======== DATA FOR REVIEW ========

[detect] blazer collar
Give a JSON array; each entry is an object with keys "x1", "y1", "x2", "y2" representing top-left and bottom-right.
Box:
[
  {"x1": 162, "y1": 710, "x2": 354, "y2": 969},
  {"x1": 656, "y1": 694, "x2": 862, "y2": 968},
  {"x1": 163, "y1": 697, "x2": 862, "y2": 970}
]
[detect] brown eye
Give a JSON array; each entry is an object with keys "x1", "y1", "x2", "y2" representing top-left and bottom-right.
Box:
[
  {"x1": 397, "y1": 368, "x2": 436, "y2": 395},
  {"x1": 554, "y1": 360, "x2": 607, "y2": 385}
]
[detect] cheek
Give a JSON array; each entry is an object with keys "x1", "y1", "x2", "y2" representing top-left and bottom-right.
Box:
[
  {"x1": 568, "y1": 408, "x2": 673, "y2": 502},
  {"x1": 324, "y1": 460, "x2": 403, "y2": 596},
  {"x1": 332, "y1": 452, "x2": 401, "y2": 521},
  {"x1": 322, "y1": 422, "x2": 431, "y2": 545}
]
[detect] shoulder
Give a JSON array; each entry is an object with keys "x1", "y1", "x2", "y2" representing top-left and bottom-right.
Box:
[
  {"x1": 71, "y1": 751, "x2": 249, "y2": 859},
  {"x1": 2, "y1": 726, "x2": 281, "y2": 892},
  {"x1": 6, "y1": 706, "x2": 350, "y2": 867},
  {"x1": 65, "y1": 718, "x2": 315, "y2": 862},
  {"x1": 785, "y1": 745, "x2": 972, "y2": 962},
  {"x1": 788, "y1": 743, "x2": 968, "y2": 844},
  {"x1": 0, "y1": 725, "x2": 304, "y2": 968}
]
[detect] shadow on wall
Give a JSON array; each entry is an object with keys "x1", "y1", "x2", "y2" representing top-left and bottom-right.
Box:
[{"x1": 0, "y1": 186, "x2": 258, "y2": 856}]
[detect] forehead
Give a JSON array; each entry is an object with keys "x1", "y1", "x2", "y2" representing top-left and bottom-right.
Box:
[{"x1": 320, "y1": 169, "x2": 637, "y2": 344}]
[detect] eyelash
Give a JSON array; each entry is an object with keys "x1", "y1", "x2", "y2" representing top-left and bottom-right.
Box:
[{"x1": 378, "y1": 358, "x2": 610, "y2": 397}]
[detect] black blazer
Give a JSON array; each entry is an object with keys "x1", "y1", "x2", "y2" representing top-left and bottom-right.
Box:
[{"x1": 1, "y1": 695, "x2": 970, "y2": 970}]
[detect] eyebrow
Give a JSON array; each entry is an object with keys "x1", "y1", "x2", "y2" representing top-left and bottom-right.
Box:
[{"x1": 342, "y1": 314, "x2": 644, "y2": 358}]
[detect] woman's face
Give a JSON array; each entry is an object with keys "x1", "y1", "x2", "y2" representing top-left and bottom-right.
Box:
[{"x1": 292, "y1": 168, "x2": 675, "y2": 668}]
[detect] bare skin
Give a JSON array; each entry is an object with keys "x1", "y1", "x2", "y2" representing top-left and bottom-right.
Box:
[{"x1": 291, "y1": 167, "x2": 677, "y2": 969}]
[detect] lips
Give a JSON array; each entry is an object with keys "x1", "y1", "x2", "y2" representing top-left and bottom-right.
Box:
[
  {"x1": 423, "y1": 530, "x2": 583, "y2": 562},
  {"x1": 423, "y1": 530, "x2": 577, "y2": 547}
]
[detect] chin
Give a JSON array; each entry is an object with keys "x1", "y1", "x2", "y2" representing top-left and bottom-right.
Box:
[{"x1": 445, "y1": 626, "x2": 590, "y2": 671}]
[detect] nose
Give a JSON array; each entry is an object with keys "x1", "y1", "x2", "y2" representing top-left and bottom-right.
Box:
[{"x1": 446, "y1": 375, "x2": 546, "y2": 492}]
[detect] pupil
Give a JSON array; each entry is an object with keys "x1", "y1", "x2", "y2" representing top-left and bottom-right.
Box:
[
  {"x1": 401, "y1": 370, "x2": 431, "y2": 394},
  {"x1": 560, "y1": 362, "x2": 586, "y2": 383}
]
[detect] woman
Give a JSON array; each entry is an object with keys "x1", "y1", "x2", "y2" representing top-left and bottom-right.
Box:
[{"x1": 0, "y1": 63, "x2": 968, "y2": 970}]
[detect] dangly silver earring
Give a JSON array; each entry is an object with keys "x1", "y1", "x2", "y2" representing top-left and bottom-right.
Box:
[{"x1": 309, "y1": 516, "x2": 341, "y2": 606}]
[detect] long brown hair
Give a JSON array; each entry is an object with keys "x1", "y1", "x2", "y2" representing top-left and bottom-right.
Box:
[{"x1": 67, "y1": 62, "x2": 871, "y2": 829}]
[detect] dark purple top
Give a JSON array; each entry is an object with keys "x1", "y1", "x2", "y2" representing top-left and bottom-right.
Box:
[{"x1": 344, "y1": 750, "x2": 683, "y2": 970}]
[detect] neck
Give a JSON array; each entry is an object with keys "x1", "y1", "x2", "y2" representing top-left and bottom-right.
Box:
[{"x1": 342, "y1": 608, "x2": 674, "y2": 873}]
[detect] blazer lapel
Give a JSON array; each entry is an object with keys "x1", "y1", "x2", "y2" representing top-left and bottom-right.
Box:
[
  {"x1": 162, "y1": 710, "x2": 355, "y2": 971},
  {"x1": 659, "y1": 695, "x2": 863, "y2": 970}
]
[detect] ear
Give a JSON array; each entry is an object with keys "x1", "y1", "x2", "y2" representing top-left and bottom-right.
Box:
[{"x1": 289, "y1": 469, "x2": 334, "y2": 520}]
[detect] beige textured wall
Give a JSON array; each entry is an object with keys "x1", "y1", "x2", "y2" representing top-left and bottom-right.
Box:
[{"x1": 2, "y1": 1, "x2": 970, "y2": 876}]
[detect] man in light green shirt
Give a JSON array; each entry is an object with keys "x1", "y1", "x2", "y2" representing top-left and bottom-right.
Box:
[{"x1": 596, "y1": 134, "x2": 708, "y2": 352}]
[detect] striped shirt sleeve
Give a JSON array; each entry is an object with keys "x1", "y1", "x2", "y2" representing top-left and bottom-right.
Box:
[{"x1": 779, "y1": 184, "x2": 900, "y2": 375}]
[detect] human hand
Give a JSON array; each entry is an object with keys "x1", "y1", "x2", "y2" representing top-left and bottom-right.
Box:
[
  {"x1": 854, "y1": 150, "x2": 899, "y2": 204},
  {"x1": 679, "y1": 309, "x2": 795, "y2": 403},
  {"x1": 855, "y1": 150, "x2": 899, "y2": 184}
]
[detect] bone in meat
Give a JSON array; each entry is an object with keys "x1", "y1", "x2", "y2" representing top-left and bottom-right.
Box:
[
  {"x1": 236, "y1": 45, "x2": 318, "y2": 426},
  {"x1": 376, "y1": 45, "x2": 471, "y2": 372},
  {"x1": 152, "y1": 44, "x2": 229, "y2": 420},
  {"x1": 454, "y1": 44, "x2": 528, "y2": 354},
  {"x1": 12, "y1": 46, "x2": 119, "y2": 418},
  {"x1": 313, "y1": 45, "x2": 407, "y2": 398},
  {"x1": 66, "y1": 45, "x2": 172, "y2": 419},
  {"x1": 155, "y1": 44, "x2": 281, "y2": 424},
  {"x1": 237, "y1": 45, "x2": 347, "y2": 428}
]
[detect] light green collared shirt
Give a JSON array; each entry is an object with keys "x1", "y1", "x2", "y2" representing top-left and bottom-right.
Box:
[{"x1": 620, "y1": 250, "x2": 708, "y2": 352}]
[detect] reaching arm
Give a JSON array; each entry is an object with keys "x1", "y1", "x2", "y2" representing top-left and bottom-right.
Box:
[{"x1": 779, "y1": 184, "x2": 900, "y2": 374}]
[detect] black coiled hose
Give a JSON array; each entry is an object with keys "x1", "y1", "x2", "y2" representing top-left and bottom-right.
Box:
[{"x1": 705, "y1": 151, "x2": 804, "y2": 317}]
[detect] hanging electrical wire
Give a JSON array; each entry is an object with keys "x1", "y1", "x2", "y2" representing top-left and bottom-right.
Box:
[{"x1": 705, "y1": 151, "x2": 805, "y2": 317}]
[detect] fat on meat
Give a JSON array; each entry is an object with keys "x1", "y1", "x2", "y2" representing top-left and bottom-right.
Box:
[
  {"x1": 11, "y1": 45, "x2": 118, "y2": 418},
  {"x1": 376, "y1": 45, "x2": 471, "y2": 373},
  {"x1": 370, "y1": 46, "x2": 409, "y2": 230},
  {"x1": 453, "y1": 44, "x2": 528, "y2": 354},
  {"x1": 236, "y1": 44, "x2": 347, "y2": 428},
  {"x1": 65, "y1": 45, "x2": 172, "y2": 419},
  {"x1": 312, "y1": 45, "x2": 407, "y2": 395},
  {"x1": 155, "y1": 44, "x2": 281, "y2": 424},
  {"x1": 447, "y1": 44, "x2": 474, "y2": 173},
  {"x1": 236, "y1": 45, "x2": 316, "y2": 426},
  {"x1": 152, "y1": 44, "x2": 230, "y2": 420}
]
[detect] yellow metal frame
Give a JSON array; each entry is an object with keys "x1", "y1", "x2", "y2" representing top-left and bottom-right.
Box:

========

:: EXERCISE ::
Count how many lines in the data contain the word "wall", giving the number without comment.

:: SOLUTION FOR THIS PROBLEM ::
2